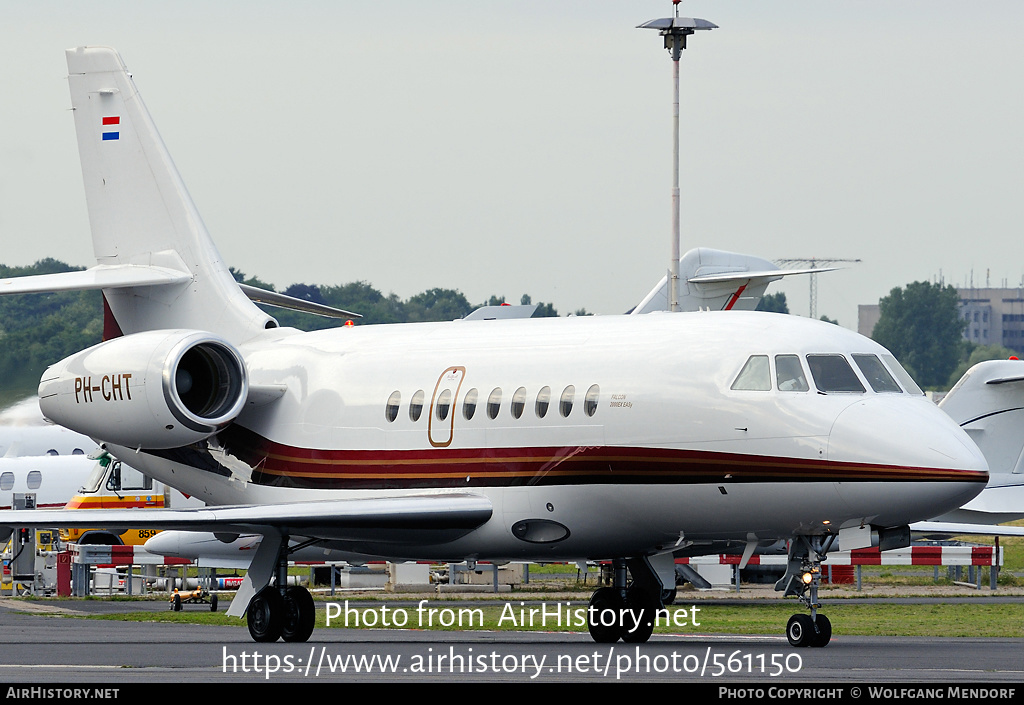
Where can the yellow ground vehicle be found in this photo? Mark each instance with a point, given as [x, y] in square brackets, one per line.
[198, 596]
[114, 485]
--
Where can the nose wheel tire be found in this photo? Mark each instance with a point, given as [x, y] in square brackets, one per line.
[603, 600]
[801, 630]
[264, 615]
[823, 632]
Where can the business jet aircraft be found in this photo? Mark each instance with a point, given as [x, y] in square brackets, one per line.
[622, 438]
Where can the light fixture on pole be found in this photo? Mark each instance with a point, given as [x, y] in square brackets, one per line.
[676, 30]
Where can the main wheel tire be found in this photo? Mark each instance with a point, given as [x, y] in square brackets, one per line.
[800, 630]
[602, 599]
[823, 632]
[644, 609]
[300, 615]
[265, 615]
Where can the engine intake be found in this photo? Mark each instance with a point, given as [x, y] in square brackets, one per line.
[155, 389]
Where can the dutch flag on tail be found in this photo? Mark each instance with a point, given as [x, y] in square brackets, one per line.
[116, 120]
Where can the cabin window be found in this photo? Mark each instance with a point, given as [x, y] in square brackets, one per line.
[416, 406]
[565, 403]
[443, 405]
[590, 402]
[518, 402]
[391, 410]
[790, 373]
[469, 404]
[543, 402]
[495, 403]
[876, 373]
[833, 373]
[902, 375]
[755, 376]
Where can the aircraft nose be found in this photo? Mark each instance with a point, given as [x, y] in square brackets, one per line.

### Brief
Copy the listing verbatim, starting at the line that contains "Where can the cabin" and ending at the line that contains "Where can the aircraft", with both of those lines included.

### The answer
Where can the cabin window be found in this photo? Mark each instance with a point, given as [x, y] in square brackets, one per line.
[416, 406]
[565, 403]
[443, 405]
[590, 402]
[518, 402]
[391, 410]
[790, 373]
[469, 404]
[543, 402]
[495, 403]
[876, 373]
[833, 373]
[902, 375]
[755, 376]
Where can the aircraft nose be found in this photo? Mark each instance with a point, given as [x, y] in square brackets, one per line.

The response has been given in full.